# YOUR TASK
Reproduce verbatim the stretch of the records below from the line containing "TARGET: work boot" through the end of the records, including both ends.

# SOURCE MATERIAL
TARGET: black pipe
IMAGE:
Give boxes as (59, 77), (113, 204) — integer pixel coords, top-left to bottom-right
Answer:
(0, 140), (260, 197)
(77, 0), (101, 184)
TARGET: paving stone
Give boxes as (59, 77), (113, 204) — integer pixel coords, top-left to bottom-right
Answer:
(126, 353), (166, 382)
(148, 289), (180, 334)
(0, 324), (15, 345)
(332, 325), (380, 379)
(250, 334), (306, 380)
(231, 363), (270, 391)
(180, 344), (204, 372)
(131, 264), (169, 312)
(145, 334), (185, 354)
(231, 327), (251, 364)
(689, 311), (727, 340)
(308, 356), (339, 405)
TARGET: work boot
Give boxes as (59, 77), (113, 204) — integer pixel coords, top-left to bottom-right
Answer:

# PROBLEM SOLUTION
TARGET: work boot
Give boxes as (59, 77), (113, 204) — integer pixel coords, top-left to bottom-right
Answer:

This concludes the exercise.